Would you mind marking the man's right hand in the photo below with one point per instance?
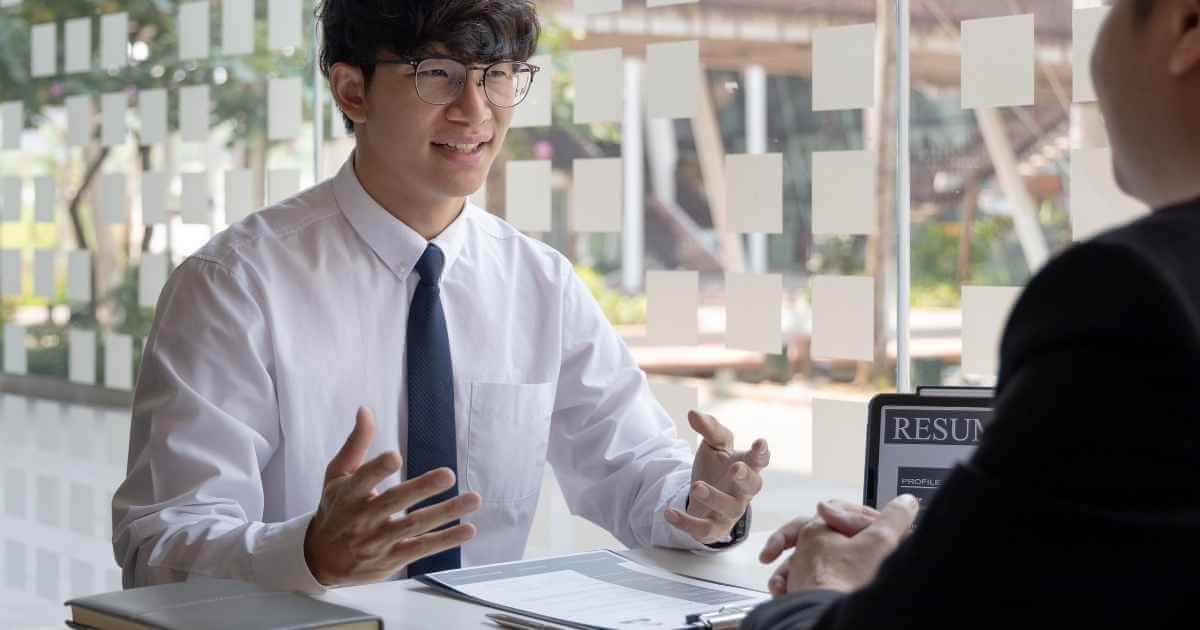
(353, 539)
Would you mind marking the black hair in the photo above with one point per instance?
(480, 31)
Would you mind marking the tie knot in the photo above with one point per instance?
(430, 265)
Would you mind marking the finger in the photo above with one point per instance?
(349, 456)
(713, 432)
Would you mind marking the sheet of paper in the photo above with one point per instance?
(43, 274)
(82, 357)
(11, 125)
(844, 67)
(281, 184)
(45, 202)
(151, 279)
(153, 112)
(283, 108)
(534, 111)
(15, 355)
(527, 195)
(78, 276)
(237, 28)
(79, 120)
(754, 306)
(119, 361)
(77, 40)
(195, 196)
(754, 193)
(155, 185)
(239, 195)
(193, 30)
(678, 400)
(844, 318)
(114, 41)
(43, 42)
(844, 192)
(672, 306)
(1086, 28)
(839, 441)
(984, 313)
(113, 130)
(193, 113)
(599, 85)
(10, 198)
(672, 79)
(283, 19)
(599, 195)
(1097, 203)
(997, 61)
(114, 207)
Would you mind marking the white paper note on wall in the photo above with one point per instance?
(155, 185)
(844, 192)
(839, 441)
(997, 61)
(528, 195)
(193, 30)
(599, 195)
(754, 189)
(1097, 202)
(195, 196)
(754, 312)
(43, 49)
(119, 361)
(534, 111)
(78, 276)
(77, 41)
(193, 113)
(15, 357)
(82, 349)
(844, 67)
(153, 112)
(984, 313)
(283, 108)
(672, 79)
(114, 41)
(283, 21)
(79, 120)
(151, 279)
(113, 130)
(672, 304)
(599, 85)
(1086, 28)
(238, 28)
(844, 318)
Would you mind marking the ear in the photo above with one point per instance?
(349, 89)
(1186, 53)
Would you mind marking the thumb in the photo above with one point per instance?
(349, 457)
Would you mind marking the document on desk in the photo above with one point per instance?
(593, 591)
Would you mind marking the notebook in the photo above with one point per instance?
(226, 604)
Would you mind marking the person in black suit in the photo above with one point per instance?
(1081, 505)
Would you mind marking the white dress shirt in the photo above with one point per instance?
(268, 340)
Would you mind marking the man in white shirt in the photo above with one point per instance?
(298, 354)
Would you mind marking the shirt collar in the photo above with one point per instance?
(396, 244)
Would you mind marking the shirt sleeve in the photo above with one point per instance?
(205, 423)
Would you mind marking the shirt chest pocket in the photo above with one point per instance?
(507, 439)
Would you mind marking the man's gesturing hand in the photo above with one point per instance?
(353, 539)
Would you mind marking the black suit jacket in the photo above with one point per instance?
(1081, 507)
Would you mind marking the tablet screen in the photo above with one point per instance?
(919, 447)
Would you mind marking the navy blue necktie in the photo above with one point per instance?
(431, 430)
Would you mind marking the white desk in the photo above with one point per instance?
(411, 605)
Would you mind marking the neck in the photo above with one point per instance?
(427, 215)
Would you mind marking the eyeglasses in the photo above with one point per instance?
(441, 81)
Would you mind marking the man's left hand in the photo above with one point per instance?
(723, 481)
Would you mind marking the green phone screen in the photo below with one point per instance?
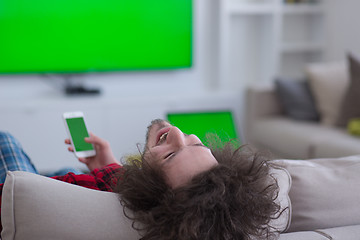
(78, 132)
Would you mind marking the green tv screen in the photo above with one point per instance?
(70, 36)
(201, 124)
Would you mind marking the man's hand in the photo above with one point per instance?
(104, 155)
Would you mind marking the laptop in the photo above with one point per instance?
(202, 124)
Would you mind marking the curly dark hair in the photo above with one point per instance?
(233, 200)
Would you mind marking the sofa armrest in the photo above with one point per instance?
(261, 101)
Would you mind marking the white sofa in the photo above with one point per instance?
(324, 196)
(267, 127)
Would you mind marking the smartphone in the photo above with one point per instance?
(77, 131)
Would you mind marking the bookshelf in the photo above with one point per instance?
(262, 39)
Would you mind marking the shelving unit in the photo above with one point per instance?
(262, 39)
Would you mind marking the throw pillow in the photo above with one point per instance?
(350, 107)
(325, 193)
(297, 99)
(328, 83)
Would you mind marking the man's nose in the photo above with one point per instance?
(176, 137)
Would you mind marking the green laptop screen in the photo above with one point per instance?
(203, 123)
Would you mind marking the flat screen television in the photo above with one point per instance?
(77, 36)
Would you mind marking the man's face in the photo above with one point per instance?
(181, 156)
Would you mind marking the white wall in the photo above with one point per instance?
(199, 77)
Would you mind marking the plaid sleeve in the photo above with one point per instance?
(103, 179)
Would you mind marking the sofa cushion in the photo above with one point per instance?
(338, 233)
(283, 178)
(328, 82)
(37, 207)
(296, 98)
(342, 233)
(350, 105)
(325, 193)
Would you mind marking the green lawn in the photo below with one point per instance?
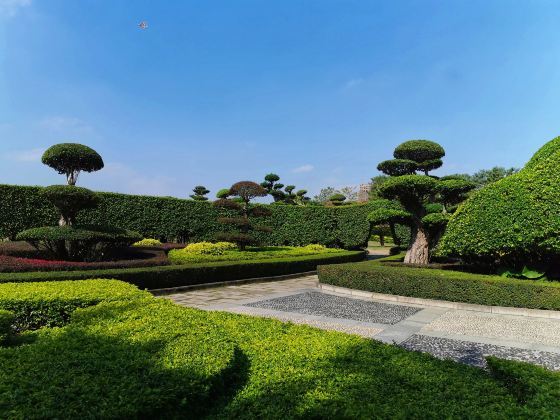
(138, 356)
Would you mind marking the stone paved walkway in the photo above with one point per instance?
(464, 336)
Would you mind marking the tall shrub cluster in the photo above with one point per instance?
(239, 201)
(68, 240)
(515, 221)
(182, 220)
(422, 202)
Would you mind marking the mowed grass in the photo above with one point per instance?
(145, 357)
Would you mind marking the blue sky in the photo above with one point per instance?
(319, 92)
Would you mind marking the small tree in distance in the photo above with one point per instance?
(200, 192)
(241, 194)
(72, 158)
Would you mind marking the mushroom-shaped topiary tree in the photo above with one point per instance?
(72, 158)
(223, 193)
(337, 199)
(241, 194)
(416, 196)
(200, 192)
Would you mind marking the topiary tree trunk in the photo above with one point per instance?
(419, 249)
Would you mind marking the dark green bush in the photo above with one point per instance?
(7, 320)
(69, 200)
(184, 275)
(163, 218)
(36, 305)
(514, 221)
(82, 243)
(443, 284)
(72, 158)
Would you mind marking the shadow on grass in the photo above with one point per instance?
(79, 372)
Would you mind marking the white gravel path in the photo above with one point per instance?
(505, 327)
(335, 325)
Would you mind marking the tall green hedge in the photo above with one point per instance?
(22, 208)
(515, 220)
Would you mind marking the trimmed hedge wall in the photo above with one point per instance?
(183, 275)
(22, 208)
(443, 285)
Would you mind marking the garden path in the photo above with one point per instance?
(463, 335)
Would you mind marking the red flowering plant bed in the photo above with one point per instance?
(21, 257)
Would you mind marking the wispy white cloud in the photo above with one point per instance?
(10, 8)
(303, 168)
(117, 176)
(30, 155)
(64, 124)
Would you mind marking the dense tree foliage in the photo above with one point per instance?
(514, 221)
(244, 191)
(200, 192)
(416, 196)
(72, 158)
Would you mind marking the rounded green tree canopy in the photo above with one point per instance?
(72, 158)
(515, 220)
(419, 151)
(408, 188)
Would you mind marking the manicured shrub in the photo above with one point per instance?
(36, 305)
(443, 284)
(7, 320)
(71, 158)
(209, 248)
(148, 242)
(69, 200)
(169, 219)
(196, 273)
(206, 252)
(126, 259)
(415, 196)
(200, 192)
(80, 243)
(242, 192)
(514, 221)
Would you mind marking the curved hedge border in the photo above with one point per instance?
(447, 285)
(184, 275)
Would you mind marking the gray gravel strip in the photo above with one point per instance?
(356, 329)
(473, 353)
(506, 327)
(316, 303)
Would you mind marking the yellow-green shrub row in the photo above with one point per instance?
(197, 273)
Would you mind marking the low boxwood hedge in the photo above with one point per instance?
(184, 275)
(443, 284)
(36, 305)
(149, 358)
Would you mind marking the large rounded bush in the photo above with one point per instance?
(515, 221)
(81, 243)
(72, 158)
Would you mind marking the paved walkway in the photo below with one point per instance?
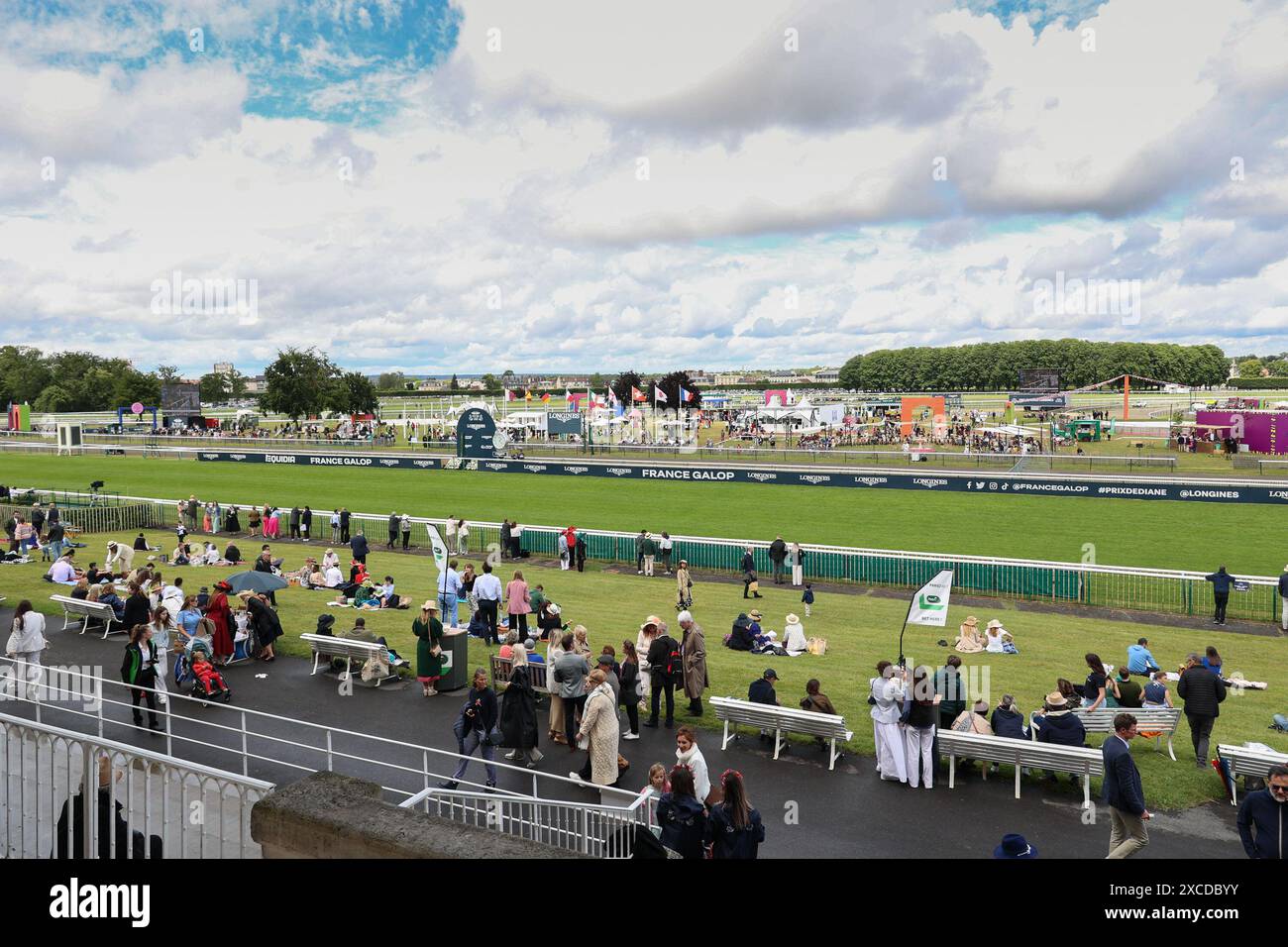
(807, 810)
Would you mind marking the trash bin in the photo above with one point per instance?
(456, 660)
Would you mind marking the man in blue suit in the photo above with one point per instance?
(1124, 792)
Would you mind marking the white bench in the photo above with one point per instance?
(1245, 762)
(1102, 720)
(829, 727)
(86, 609)
(501, 669)
(348, 650)
(1078, 761)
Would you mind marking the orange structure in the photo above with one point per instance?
(909, 407)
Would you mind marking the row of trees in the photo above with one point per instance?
(995, 367)
(73, 380)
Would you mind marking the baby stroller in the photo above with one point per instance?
(185, 680)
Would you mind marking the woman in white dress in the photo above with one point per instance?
(888, 690)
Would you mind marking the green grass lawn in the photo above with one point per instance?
(861, 629)
(1125, 532)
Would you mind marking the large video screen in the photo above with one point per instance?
(180, 398)
(1039, 380)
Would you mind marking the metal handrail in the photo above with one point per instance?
(807, 548)
(244, 753)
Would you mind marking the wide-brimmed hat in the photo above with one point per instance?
(1016, 847)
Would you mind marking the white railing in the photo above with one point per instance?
(600, 831)
(270, 745)
(65, 793)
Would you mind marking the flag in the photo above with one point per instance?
(439, 548)
(930, 604)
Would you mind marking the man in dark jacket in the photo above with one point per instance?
(1222, 582)
(359, 547)
(741, 637)
(1283, 599)
(1124, 792)
(1261, 817)
(1008, 722)
(665, 669)
(1202, 692)
(777, 556)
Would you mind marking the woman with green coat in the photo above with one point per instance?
(429, 651)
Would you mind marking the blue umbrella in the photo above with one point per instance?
(257, 581)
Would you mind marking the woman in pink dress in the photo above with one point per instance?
(516, 594)
(222, 617)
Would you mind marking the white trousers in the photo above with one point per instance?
(890, 753)
(917, 745)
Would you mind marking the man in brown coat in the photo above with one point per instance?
(694, 652)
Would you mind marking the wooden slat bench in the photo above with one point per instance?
(85, 609)
(347, 650)
(1078, 761)
(829, 727)
(1243, 761)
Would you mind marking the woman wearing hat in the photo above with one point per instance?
(429, 652)
(794, 635)
(684, 586)
(222, 617)
(993, 643)
(967, 639)
(268, 626)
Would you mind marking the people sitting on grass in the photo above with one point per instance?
(741, 639)
(967, 637)
(1127, 692)
(1140, 661)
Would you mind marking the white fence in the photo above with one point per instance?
(71, 795)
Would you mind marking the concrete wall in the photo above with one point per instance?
(333, 815)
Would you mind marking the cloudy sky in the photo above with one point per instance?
(488, 184)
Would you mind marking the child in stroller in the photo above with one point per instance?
(194, 668)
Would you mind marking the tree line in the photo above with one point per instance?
(995, 367)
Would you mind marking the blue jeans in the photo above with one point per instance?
(475, 741)
(449, 602)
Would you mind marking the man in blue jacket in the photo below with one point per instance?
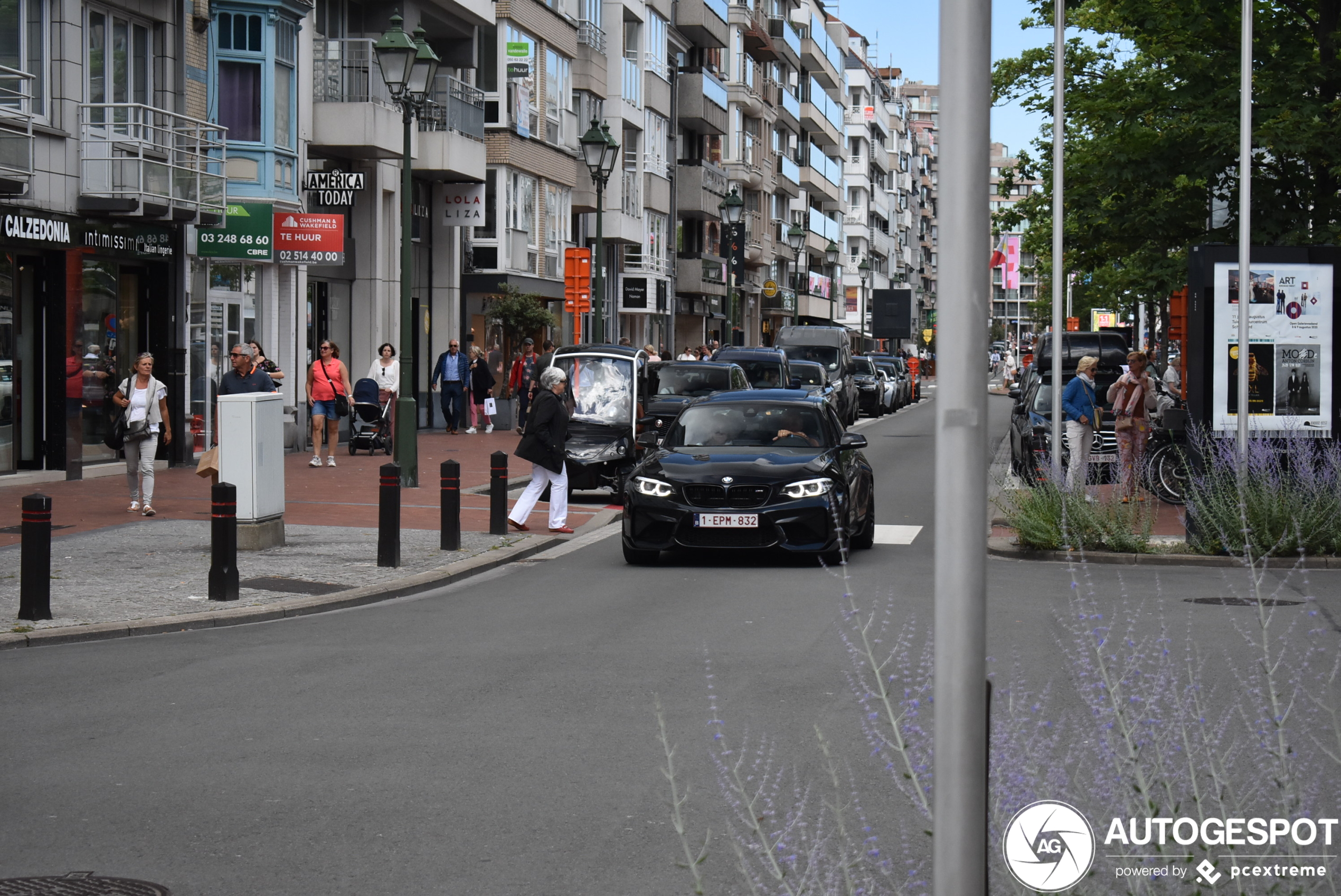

== EXERCISE TASK ==
Starting with the line that holds "Would you mind marking the wide-brimmed", repeat exactly every line through the end of the material above, both ends included, without the pictures.

== REPLY TO THE EXERCISE ==
Would you mind marking the wide-brimmed hat in the photo above with one point per instance?
(1016, 847)
Would you mind marking the white railing in the photo above with one point per instance?
(600, 831)
(270, 745)
(65, 793)
Would you mind marking the flag in the photo above with one point per instance?
(439, 548)
(930, 604)
Would you mind marking the man in dark jacket in the photo above with one point per instance?
(1222, 582)
(359, 547)
(741, 637)
(1283, 599)
(1124, 792)
(1261, 817)
(1008, 722)
(665, 669)
(1202, 692)
(777, 556)
Would you mind marking the woman with green coat in the photo above with one point per instance?
(429, 651)
Would you mind marking the blue umbrella in the photo above with one point per instance?
(257, 581)
Would you mind marking the woman in pink dress in the photo above with one point per instance?
(516, 594)
(222, 617)
Would you mind marking the white trousers in the photo above with one point per instance?
(890, 753)
(917, 745)
Would you mind marking the man in brown coat in the photo above with one point per instance?
(694, 652)
Would you mind marking the wooden slat bench in the photo above with one point per instance?
(85, 609)
(347, 650)
(1078, 761)
(829, 727)
(1243, 761)
Would you mind marking the woman wearing hat in the photo above with one point per instance?
(429, 652)
(794, 635)
(684, 586)
(222, 617)
(993, 643)
(967, 639)
(268, 626)
Would you mind marking the people sitting on grass in the photo above with one point per instance?
(741, 639)
(967, 637)
(1127, 692)
(1140, 661)
Would you mind marking the white fence in the photo above with one point per instance?
(71, 795)
Would you mind marking the concrete wall in the photo above with one point per instance?
(333, 815)
Would you mind marking the cloudy sky in the photo above with one point per instance?
(488, 184)
Would you mind marking the child in stroller in the photo above with one point per instance?
(194, 668)
Would you mind marking the tree line in the photo above with one point per instance?
(995, 367)
Would you mind marking the blue jeans in the photo above with one point per instance?
(475, 741)
(449, 602)
Would you mind marking the man in blue jacket in the photo below with one point per instance?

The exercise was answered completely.